**Task brief:** Within the records below, find each line that holds the string "wheel", then copy it.

**Data extract:**
◆ ◆ ◆ ◆ ◆

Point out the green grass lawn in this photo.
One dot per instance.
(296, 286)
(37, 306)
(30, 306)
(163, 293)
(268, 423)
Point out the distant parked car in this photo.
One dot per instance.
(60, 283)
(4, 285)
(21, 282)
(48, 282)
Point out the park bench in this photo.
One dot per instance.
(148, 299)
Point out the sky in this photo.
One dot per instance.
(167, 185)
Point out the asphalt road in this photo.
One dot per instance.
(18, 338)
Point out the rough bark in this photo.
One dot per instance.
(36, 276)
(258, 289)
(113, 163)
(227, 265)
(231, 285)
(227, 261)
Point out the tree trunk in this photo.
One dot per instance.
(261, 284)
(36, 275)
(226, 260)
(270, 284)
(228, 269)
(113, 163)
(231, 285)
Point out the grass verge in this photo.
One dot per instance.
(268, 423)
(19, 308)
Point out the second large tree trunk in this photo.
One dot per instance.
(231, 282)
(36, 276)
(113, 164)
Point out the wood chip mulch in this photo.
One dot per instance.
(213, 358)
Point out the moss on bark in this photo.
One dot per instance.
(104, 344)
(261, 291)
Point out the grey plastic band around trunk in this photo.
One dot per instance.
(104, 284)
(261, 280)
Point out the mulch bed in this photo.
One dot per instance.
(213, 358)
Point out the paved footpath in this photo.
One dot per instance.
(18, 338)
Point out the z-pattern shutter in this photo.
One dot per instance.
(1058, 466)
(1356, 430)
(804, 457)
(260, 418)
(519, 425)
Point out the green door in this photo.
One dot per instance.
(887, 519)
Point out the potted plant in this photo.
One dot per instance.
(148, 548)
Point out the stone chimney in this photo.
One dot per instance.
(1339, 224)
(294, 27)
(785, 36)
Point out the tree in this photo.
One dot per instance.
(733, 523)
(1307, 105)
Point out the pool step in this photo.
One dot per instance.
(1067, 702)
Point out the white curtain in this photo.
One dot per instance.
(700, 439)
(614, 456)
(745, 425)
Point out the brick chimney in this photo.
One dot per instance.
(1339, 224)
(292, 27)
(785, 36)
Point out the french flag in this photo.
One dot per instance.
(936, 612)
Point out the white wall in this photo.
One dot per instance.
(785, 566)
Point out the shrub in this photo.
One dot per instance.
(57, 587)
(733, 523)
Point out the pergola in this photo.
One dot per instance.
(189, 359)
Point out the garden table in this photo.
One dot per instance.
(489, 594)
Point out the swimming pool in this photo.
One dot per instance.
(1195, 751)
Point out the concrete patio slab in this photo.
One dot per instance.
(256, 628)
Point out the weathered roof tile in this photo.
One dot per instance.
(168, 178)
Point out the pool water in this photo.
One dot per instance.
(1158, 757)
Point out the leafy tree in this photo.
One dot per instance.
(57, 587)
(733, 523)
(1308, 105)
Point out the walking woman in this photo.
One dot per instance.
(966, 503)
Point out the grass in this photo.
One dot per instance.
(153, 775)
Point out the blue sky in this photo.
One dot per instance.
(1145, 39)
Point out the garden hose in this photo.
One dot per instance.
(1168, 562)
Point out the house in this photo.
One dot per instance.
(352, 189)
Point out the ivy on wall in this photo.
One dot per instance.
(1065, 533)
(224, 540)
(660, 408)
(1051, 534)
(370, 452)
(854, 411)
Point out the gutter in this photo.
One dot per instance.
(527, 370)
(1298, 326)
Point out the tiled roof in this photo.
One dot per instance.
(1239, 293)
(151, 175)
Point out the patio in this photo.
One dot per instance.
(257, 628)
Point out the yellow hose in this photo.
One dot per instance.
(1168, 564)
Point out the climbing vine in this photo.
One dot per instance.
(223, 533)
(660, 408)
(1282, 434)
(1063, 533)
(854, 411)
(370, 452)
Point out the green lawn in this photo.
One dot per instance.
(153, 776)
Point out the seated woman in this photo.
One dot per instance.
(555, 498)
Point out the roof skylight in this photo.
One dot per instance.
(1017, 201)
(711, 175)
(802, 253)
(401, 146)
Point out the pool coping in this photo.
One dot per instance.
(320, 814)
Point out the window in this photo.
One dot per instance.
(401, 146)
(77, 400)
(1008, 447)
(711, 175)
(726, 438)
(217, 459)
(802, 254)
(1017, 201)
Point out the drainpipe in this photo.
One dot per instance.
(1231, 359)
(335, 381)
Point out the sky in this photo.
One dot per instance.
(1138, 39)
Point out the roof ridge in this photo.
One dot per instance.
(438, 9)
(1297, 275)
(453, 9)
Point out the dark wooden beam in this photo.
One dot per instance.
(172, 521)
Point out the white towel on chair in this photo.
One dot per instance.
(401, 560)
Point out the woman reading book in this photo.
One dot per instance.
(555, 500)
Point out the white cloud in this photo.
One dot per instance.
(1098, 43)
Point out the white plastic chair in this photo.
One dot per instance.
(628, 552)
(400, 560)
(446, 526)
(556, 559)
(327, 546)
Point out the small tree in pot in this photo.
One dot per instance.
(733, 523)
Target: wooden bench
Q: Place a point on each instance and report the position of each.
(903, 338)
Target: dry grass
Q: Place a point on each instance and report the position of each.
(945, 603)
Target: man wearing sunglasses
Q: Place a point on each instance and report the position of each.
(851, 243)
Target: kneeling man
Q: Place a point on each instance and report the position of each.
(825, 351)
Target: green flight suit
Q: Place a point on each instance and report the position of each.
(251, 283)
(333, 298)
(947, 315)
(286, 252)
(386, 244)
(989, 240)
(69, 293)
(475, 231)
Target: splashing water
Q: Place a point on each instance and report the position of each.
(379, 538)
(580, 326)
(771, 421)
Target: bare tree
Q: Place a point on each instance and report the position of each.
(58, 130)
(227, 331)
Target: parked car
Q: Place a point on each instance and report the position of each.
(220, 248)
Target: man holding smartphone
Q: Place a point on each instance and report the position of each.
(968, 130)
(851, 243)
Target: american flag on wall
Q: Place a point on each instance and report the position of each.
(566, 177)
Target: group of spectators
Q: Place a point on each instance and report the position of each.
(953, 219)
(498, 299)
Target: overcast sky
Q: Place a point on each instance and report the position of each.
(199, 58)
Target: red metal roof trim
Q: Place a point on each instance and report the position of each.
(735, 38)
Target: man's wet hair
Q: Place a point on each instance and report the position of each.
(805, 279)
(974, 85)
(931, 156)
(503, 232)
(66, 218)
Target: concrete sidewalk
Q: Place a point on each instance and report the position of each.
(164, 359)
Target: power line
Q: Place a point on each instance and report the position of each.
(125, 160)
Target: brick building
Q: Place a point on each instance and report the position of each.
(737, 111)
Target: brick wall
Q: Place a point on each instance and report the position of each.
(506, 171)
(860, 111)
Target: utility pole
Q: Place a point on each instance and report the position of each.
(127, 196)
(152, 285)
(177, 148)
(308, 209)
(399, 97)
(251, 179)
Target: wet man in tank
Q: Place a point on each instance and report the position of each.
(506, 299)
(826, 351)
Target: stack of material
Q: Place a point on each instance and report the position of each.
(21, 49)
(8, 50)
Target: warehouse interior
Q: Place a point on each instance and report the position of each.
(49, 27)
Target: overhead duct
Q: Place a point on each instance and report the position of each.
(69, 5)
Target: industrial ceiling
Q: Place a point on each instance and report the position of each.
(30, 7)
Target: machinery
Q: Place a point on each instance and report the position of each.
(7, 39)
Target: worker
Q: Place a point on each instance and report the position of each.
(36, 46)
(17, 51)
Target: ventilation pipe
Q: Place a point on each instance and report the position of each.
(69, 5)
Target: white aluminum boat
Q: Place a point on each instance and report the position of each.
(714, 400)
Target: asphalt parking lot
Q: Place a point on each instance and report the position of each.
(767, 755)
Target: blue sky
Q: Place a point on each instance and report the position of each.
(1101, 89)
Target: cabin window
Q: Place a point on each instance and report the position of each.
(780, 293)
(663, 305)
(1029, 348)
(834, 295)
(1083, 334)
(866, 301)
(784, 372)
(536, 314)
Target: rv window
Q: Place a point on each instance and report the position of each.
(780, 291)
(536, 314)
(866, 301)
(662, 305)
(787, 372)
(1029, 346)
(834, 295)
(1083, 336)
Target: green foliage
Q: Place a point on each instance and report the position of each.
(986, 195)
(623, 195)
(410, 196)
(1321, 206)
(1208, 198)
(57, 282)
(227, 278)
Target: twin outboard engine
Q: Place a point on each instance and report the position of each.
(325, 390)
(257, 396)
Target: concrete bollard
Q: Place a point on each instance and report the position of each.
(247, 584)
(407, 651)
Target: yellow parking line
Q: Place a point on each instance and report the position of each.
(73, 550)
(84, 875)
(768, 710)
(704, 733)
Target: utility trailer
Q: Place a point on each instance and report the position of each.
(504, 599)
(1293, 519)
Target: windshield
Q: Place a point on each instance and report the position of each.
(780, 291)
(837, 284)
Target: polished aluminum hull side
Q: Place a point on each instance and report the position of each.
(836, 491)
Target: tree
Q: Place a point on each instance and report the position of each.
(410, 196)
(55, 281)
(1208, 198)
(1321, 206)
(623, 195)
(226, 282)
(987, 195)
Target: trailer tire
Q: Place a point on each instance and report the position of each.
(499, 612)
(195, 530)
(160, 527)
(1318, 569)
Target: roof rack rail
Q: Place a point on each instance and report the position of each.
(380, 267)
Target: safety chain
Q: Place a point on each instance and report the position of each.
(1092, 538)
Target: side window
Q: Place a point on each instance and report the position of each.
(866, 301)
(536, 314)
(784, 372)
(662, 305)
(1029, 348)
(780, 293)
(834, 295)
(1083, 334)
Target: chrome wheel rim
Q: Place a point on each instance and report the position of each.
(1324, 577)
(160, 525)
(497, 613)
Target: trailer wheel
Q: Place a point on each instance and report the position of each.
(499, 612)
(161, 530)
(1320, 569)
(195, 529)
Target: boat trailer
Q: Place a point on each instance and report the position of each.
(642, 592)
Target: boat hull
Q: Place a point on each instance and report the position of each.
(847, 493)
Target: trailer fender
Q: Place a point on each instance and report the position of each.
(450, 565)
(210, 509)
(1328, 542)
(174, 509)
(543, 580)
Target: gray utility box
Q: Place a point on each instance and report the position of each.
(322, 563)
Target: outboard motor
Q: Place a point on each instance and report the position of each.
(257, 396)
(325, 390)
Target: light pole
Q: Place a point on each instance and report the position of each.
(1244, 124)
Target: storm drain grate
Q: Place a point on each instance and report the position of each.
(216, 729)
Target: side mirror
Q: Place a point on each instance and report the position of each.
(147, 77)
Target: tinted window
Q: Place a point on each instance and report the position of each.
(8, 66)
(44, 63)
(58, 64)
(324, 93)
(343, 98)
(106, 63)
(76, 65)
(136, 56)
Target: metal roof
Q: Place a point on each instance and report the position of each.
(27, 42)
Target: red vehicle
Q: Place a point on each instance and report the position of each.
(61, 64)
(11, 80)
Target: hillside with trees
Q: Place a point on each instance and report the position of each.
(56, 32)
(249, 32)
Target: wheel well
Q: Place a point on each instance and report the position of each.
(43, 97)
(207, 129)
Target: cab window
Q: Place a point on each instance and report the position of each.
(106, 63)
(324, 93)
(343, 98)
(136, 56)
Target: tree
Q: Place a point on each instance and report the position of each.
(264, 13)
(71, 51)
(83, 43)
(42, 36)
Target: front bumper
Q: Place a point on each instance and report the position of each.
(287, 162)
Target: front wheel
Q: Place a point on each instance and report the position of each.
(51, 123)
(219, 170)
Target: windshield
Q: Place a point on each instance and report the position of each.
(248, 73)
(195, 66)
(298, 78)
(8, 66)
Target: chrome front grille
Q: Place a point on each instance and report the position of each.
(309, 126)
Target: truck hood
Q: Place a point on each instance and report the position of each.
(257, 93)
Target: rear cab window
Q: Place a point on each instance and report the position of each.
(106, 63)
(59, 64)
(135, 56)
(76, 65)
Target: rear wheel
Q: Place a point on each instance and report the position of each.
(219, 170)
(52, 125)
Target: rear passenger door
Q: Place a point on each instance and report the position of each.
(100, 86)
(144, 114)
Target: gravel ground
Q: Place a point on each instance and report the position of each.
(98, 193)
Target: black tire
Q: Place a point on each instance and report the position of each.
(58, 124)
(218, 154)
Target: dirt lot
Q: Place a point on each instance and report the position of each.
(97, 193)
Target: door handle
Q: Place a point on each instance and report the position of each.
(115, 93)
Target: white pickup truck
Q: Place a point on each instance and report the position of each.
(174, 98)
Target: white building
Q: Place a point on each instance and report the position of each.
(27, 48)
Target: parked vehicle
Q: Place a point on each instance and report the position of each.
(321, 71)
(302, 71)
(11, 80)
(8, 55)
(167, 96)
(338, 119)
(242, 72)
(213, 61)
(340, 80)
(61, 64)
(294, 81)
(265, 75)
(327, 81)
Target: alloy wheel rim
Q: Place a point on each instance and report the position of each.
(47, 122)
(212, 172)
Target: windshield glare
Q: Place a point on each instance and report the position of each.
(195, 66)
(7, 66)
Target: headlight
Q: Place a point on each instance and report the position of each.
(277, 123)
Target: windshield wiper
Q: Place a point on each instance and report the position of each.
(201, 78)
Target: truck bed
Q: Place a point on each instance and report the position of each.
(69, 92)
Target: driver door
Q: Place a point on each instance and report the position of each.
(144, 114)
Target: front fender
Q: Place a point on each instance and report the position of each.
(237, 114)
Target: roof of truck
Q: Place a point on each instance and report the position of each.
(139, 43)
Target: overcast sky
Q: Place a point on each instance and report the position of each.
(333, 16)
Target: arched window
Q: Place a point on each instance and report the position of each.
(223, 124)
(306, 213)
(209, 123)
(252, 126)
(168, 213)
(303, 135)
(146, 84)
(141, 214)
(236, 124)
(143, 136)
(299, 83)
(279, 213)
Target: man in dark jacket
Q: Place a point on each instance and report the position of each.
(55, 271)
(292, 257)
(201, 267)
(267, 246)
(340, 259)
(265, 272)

◆ ◆ ◆ ◆ ◆

**Task output:**
Target: chrome wheel rim
Target: trailer wheel
Target: wheel well
Target: front wheel
Target: rear wheel
Target: alloy wheel rim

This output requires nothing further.